Information supplied
- - - - -

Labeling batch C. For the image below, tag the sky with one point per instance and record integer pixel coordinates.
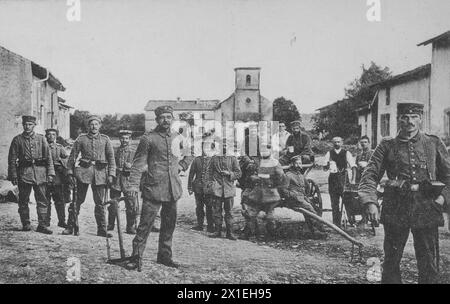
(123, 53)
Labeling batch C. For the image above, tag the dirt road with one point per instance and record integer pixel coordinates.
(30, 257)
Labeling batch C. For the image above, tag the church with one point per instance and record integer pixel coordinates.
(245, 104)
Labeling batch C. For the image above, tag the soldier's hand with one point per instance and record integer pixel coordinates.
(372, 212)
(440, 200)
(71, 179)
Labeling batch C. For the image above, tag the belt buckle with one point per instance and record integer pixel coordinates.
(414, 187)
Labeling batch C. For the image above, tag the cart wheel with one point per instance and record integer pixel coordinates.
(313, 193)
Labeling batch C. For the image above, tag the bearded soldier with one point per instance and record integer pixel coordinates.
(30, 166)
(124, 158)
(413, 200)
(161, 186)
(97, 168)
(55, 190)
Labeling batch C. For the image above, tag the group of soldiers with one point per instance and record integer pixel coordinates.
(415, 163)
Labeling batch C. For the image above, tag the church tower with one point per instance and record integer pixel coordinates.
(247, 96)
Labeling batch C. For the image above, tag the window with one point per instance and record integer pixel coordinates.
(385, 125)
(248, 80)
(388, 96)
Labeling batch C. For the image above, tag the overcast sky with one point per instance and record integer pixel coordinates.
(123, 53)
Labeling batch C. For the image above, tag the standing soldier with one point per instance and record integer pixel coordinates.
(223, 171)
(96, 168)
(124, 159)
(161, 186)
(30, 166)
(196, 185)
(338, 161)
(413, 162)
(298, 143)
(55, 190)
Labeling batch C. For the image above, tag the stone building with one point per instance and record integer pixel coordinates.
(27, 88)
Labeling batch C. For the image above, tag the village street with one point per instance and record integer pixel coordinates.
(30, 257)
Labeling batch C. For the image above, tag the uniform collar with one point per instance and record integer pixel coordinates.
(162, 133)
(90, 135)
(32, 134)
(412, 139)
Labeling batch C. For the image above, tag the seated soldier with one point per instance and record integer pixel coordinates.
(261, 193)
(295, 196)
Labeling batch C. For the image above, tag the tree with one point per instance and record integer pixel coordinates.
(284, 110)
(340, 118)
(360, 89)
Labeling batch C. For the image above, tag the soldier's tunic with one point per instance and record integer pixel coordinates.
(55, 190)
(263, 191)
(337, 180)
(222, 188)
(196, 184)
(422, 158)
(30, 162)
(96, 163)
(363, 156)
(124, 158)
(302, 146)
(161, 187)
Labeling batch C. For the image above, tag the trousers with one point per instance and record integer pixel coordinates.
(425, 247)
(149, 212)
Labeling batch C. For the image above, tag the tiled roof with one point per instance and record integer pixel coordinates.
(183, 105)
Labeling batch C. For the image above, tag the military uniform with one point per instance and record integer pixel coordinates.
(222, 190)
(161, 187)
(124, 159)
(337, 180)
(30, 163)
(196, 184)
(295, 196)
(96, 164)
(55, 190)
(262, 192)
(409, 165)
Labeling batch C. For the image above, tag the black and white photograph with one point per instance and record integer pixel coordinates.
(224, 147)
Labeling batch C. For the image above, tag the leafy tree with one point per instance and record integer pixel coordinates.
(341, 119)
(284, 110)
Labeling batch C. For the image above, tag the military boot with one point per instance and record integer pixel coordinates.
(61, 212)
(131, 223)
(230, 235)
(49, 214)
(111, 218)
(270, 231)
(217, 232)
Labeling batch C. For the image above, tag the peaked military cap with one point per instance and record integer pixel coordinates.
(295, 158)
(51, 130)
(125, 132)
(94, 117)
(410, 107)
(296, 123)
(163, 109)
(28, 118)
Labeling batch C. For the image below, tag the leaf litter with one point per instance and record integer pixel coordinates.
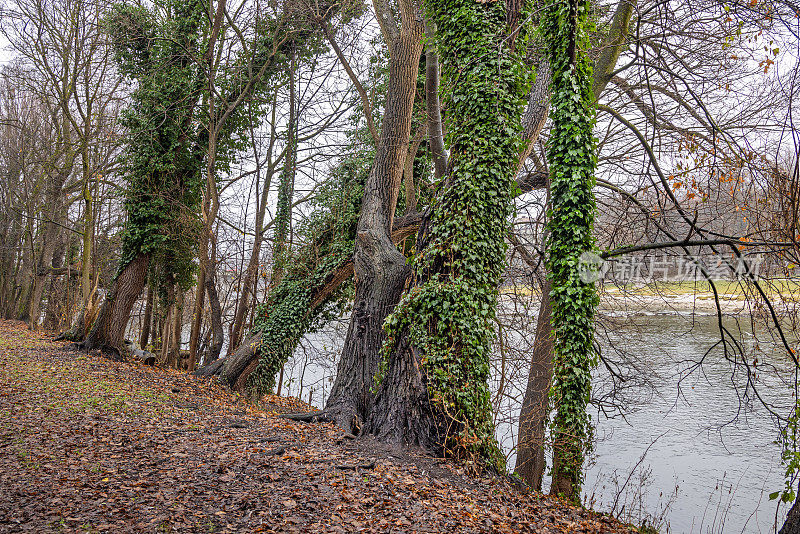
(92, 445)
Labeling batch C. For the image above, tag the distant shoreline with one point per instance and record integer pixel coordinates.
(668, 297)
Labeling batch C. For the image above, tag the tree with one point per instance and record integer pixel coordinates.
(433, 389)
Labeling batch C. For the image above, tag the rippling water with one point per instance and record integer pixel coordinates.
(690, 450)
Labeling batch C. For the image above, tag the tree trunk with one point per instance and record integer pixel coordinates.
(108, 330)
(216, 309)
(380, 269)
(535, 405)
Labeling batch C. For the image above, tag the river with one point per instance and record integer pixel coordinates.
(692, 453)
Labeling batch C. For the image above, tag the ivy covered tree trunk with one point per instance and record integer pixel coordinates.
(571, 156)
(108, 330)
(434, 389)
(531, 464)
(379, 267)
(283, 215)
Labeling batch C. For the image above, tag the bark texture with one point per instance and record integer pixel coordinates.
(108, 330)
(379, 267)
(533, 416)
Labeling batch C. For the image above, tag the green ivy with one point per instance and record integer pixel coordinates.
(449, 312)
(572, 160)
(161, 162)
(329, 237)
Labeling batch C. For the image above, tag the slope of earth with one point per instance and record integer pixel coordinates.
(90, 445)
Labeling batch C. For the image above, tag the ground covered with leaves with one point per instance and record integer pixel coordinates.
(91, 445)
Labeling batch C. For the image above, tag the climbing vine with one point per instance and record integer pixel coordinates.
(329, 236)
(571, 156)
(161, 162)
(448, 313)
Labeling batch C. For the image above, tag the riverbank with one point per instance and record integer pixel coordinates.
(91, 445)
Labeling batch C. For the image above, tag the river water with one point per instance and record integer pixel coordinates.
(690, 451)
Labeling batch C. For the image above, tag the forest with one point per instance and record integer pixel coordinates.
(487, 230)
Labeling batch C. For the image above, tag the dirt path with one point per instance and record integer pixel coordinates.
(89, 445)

- - - - -

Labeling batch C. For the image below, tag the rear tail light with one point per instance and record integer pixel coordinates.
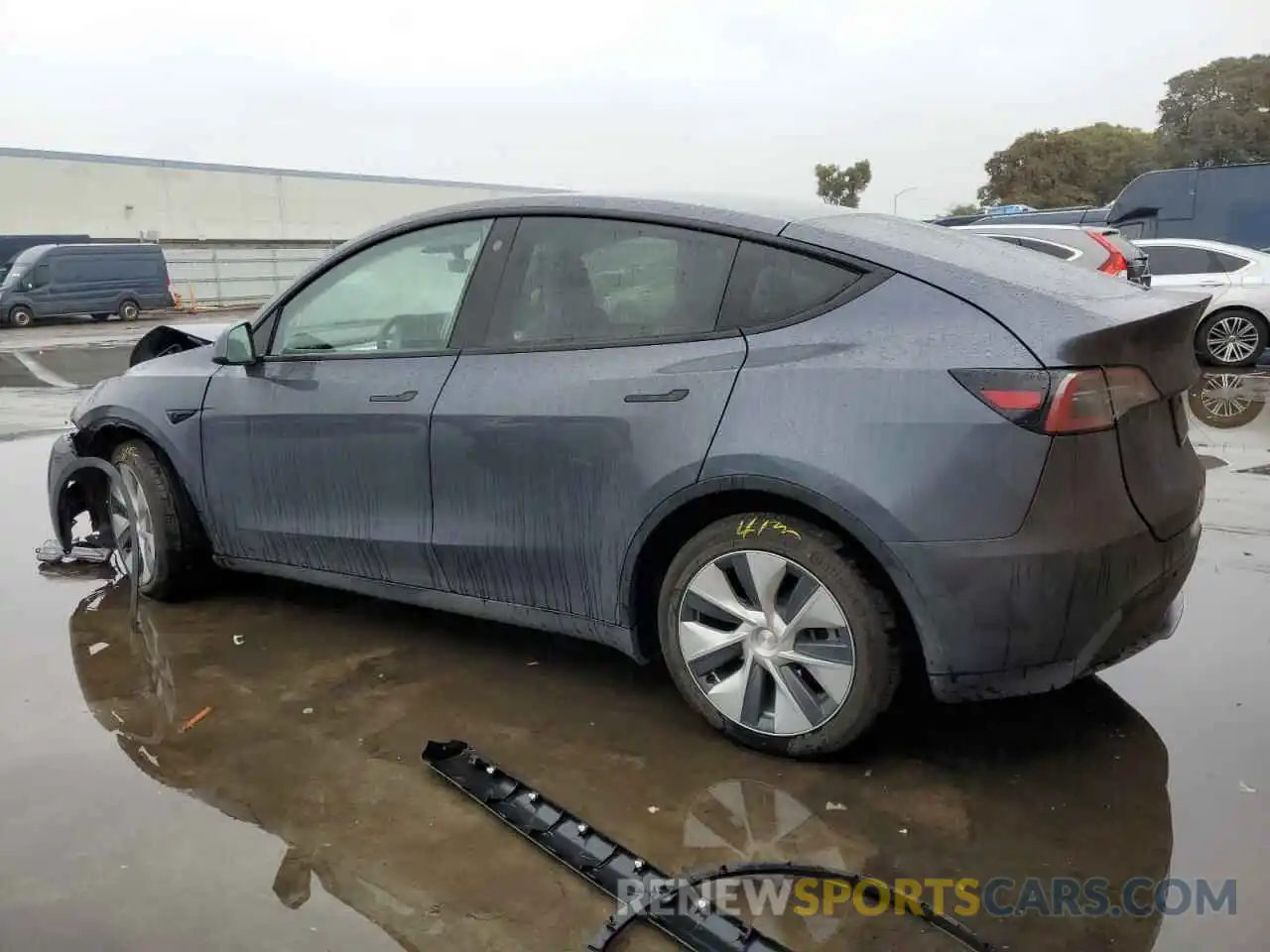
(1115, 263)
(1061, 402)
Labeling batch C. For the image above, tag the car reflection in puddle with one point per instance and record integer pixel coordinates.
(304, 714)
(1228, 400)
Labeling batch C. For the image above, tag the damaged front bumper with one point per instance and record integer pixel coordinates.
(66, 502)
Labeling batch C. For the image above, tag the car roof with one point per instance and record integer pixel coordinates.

- - - - -

Problem details
Which rows above contain the word "covered"? Copy out each of them in full.

Reply
Labeling batch C. For the image above, tag the ivy covered tree trunk with one point per instance and record integer pixel coordinates.
Labeling batch C. For the image above, tag the ground covered with leaves with one point per instance and record integer pixel coordinates.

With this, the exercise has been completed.